Premium
A Bayesian toolkit for genetic association studies
Author(s) -
Lunn David J.,
Whittaker John C.,
Best Nicky
Publication year - 2006
Publication title -
genetic epidemiology
Language(s) - English
Resource type - Journals
SCImago Journal Rank - 1.301
H-Index - 98
eISSN - 1098-2272
pISSN - 0741-0395
DOI - 10.1002/gepi.20140
Subject(s) - covariate , missing data , computer science , bayesian probability , markov chain monte carlo , data mining , genetic association , bayes' theorem , range (aeronautics) , machine learning , artificial intelligence , genotype , biology , genetics , materials science , single nucleotide polymorphism , composite material , gene
Abstract We present a range of modelling components designed to facilitate Bayesian analysis of genetic‐association‐study data. A key feature of our approach is the ability to combine different submodels together, almost arbitrarily, for dealing with the complexities of real data. In particular, we propose various techniques for selecting the “best” subset of genetic predictors for a specific phenotype (or set of phenotypes). At the same time, we may control for complex, non‐linear relationships between phenotypes and additional (non‐genetic) covariates as well as accounting for any residual correlation that exists among multiple phenotypes. Both of these additional modelling components are shown to potentially aid in detecting the underlying genetic signal. We may also account for uncertainty regarding missing genotype data. Indeed, at the heart of our approach is a novel method for reconstructing unobserved haplotypes and/or inferring the values of missing genotypes. This can be deployed independently or, alternatively, it can be fully integrated into arbitrary genotype‐ or haplotype‐based association models such that the missing data and the association model are “estimated” simultaneously. The impact of such simultaneous analysis on inferences drawn from the association model is shown to be potentially significant. Our modelling components are packaged as an “add‐on” interface to the widely used WinBUGS software, which allows Markov chain Monte Carlo analysis of a wide range of statistical models. We illustrate their use with a series of increasingly complex analyses conducted on simulated data based on a real pharmacogenetic example. Genet. Epidemiol. 30:231–247, 2006. © 2006 Wiley‐Liss, Inc.

• _DATA TO EXAMINE_

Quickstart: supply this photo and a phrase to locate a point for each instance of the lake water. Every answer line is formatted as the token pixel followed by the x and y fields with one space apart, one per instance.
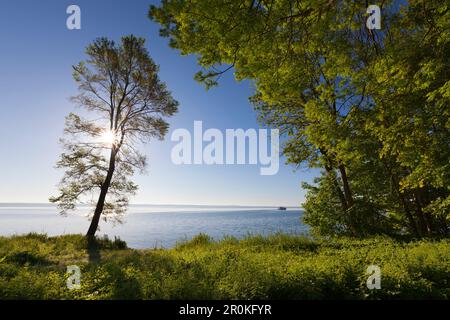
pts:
pixel 155 226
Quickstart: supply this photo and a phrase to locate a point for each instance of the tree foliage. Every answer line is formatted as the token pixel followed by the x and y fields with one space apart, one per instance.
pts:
pixel 126 102
pixel 369 107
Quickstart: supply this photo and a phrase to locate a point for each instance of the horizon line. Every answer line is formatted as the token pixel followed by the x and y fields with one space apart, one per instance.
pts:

• _ACTION ITEM 1_
Say whether each statement agrees with the Bayesian toolkit entry above. Answer yes or no for each, and quote the words of the entry that decide it.
(a) The modelling components are packaged as an add-on to WinBUGS.
(b) The analyses are conducted on data taken directly from real patients.
(c) The method for reconstructing unobserved haplotypes can be used only inside an association model.
• _ACTION ITEM 2_
Answer these questions from the Bayesian toolkit entry above.
(a) In what year was it published?
(b) What is its DOI?
(c) What kind of analysis does WinBUGS allow?

• _TASK RESPONSE 1_
(a) Yes: "Our modelling components are packaged as an “add‐on” interface to the widely used WinBUGS software"
(b) No: "conducted on simulated data based on a real pharmacogenetic example"
(c) No: "This can be deployed independently or, alternatively, it can be fully integrated into arbitrary genotype‐ or haplotype‐based association models"

• _TASK RESPONSE 2_
(a) 2006
(b) 10.1002/gepi.20140
(c) Markov chain Monte Carlo analysis of a wide range of statistical models